------ TEKSTFRAGMENT ------

Op basis van bestaande afspraken, horecaconvenanten in andere gemeenten (Tilburg en Eindhoven),
diverse landelijke handreikingen (Handreiking Veilig Uitgaan van het ministerie van Justitie, Veilig
Stappen Plan van het Informatiepunt Lokale Veiligheid, Criminaliteitspreventie in de horeca van het
Bedrijfschap Horeca, aanpak geweld op straat), de aanbevelingen uit het in opdracht van de politie
opgestelde evaluatierapport 'Binnenstad Breda Bekeken' van het onderzoeksbureau Beke en de
ervaringen in andere gemeenten met allerlei maatregelen is door een werkgroep een
horecaconvenant voor Breda opgesteld.
Overigens heeft het Kabinet in het Integraal Veiligheidsprogramma 1999 als doelstelling voor het
thema 'geweld en horeca' gesteld dat alle gemeenten met meer dan 25.000 inwoners en met een
geconcentreerd uitgaansgebied uiterlijk in 2002 een structurele aanpak moeten hebben ontwikkeld
van de geweldsproblematiek in het uitgaansgebied, vastgelegd in een convenant 'Veilig uitgaan'. Met
dit convenant voldoet Breda aan deze doelstelling.
In deze werkgroep waren vertegenwoordigd de gemeente (afdeling Districtsbeheer en Bureau
Regulering van de dienst Stadsbeheer, de afdeling Economische Zaken van de dienst RME, de
afdeling Kabinet van de Concernstaf), Horeca Nederland (bestuurslid), Centrummanagement Breda,
de politie (leiding politiedistrict Breda en leiding politieteam Breda Centrum), het Openbaar Ministerie
(de officier van justitie). Met betrekking tot specifieke onderdelen is daarnaast bilateraal overleg
gevoerd met andere onderdelen van de gemeente (bijvoorbeeld de afdeling Verkeer Vervoer van de
dienst RME over de nachtbussen).

------ AANGELEVERDE GEGEVENS ------

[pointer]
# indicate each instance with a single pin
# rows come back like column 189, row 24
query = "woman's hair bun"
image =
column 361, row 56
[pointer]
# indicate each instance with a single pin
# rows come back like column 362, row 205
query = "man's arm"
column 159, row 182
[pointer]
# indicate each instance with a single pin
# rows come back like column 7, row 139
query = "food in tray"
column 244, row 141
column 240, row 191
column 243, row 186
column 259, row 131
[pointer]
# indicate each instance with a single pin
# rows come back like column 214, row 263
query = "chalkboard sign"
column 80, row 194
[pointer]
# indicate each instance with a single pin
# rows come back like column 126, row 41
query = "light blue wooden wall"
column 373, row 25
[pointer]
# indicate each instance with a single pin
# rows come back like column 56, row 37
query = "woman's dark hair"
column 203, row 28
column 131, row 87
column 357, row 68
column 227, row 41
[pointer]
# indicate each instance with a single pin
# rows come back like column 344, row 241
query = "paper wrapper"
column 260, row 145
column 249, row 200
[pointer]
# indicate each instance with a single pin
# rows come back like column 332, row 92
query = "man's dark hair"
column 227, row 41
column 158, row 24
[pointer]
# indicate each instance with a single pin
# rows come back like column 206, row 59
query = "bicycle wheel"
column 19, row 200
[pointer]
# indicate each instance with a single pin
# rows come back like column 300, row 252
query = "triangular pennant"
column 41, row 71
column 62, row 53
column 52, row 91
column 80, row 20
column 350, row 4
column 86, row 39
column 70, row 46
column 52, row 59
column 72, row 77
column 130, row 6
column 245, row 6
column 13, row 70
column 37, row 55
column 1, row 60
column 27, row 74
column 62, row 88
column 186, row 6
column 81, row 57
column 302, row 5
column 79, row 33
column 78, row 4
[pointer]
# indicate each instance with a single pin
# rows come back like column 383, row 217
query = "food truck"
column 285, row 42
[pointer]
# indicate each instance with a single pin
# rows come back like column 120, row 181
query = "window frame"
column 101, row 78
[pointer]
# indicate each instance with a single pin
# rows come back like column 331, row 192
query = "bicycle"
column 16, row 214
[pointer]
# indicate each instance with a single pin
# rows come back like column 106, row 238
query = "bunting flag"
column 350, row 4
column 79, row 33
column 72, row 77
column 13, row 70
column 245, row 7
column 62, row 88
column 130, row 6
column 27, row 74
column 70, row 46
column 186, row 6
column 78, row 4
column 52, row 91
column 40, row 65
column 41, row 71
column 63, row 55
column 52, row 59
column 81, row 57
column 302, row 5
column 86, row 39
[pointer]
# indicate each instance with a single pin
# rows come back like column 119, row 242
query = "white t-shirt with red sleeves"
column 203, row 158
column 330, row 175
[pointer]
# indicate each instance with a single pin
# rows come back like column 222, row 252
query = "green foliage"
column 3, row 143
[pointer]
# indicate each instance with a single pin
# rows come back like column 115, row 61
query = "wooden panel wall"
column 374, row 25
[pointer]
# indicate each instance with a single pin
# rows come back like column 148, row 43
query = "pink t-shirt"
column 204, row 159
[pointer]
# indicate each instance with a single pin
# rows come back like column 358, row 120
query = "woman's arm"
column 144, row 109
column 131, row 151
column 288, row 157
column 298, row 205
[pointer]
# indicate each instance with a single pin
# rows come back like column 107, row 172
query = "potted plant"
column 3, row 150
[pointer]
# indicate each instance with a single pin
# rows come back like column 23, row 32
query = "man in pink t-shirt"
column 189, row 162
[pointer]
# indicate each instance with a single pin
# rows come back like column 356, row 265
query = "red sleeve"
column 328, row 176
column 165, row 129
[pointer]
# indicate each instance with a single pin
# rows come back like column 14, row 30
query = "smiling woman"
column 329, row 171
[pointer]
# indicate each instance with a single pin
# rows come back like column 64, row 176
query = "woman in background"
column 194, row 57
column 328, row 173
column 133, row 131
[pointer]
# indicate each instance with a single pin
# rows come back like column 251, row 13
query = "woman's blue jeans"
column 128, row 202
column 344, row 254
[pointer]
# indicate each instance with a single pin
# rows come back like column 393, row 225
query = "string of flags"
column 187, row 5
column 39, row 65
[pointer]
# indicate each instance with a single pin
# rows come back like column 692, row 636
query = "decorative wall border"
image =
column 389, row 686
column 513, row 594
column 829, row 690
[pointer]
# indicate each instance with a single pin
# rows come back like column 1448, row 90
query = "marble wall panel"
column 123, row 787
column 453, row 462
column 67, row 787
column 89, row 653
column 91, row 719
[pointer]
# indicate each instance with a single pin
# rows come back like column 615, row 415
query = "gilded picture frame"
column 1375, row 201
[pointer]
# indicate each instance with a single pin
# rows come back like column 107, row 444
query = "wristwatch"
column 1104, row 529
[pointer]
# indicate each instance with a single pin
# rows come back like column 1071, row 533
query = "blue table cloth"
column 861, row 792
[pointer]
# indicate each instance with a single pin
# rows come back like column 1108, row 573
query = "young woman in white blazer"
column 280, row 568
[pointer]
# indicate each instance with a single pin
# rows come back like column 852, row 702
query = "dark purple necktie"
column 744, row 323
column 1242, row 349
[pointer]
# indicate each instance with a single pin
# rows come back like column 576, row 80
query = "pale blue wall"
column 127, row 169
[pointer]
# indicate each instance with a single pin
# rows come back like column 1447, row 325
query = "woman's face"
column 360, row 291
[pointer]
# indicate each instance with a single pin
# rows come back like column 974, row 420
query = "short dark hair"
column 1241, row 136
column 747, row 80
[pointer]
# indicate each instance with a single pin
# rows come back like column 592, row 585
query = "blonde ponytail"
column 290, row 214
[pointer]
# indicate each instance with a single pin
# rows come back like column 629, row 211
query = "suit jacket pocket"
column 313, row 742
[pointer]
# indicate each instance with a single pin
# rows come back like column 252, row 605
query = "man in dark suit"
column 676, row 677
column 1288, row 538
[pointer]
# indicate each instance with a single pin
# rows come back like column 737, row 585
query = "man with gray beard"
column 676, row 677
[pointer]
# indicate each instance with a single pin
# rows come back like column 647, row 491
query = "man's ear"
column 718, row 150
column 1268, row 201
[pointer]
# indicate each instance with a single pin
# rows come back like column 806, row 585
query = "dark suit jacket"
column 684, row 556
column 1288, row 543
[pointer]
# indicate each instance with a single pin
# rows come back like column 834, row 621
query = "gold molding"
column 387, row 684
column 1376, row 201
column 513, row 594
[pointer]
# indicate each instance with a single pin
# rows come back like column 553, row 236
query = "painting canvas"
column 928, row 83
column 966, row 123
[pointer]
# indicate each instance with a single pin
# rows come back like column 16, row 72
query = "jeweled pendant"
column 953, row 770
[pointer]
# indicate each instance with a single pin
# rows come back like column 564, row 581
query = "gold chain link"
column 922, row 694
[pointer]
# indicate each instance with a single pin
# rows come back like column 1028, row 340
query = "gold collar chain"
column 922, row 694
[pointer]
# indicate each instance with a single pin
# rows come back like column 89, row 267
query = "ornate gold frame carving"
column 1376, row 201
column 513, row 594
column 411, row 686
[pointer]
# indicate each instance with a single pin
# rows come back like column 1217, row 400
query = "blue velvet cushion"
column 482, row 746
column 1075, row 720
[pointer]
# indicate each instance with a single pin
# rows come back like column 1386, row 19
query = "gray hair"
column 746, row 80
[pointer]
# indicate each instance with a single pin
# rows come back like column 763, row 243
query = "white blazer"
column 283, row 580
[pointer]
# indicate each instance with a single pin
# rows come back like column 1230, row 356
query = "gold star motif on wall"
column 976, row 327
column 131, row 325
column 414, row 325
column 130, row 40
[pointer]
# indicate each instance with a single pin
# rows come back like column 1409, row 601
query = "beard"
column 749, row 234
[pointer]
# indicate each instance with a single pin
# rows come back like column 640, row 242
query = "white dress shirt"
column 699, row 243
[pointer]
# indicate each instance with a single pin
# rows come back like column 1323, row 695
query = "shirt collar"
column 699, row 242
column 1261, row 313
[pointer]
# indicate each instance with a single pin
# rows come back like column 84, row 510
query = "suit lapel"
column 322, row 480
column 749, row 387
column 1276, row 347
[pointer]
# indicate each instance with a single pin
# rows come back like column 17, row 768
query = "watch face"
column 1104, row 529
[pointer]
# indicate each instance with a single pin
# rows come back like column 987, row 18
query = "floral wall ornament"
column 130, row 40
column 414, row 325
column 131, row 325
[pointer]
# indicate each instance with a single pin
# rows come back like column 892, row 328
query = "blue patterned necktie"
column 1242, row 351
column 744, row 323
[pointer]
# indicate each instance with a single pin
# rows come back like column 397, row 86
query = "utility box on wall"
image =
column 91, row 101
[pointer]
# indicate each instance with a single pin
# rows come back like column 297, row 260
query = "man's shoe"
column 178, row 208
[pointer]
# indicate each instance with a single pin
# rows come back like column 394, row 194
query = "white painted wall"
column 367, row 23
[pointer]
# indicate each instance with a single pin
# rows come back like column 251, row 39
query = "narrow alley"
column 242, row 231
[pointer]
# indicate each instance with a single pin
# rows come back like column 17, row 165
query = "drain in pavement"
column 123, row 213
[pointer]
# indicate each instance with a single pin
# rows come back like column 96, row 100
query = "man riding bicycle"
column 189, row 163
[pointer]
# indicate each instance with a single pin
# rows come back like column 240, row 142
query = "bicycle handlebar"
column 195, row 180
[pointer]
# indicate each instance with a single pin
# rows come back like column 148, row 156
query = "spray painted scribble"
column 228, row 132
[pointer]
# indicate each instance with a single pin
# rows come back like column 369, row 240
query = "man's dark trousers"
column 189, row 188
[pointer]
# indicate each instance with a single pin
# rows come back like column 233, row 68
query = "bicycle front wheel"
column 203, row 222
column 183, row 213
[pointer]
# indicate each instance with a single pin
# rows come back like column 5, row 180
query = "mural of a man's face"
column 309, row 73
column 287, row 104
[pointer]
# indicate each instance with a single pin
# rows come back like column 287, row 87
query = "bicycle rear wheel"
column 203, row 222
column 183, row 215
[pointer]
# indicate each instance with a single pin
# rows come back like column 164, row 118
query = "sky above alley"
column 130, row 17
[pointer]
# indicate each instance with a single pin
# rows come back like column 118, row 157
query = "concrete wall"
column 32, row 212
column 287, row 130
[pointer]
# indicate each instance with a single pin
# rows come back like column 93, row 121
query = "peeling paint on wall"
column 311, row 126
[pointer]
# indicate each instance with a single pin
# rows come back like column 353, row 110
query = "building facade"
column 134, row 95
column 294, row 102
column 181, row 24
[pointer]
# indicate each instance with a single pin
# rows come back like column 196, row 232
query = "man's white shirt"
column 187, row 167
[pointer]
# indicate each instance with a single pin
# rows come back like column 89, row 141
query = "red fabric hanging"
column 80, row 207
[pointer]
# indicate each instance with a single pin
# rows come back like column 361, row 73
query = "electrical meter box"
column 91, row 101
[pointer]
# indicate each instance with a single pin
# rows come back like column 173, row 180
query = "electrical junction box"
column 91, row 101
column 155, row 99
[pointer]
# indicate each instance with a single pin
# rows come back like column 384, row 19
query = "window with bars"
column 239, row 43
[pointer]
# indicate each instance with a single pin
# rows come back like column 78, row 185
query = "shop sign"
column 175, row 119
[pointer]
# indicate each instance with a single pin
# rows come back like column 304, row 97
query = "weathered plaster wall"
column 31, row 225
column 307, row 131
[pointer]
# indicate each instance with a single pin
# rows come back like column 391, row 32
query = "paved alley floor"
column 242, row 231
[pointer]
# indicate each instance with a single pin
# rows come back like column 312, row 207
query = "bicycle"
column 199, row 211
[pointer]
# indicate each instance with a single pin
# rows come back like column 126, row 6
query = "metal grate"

------

# OPDRACHTEN
(a) Welke landelijke handreikingen worden in het fragment over het Bredase horecaconvenant genoemd? Noem ze allemaal.
(b) Kun je de records van het begin tot en met de regel met "column 80, row 194" weergeven als CSV met twee kolommen, "verzoek" en "antwoord"? Geef één rij per verzoek, zet elk veld tussen aanhalingstekens en vervang regeleinden door spaties.
De tekst en de records hebben niets met elkaar te maken.

# RESULTATEN
(a)
- Handreiking Veilig Uitgaan van het ministerie van Justitie
- Veilig Stappen Plan van het Informatiepunt Lokale Veiligheid
- Criminaliteitspreventie in de horeca van het Bedrijfschap Horeca
- aanpak geweld op straat

(b)
verzoek,antwoord
"[pointer] # indicate each instance with a single pin # rows come back like column 189, row 24 query = ""woman's hair bun"" image =","column 361, row 56"
"[pointer] # indicate each instance with a single pin # rows come back like column 362, row 205 query = ""man's arm""","column 159, row 182"
"[pointer] # indicate each instance with a single pin # rows come back like column 7, row 139 query = ""food in tray""","column 244, row 141 column 240, row 191 column 243, row 186 column 259, row 131"
"[pointer] # indicate each instance with a single pin # rows come back like column 214, row 263 query = ""chalkboard sign""","column 80, row 194"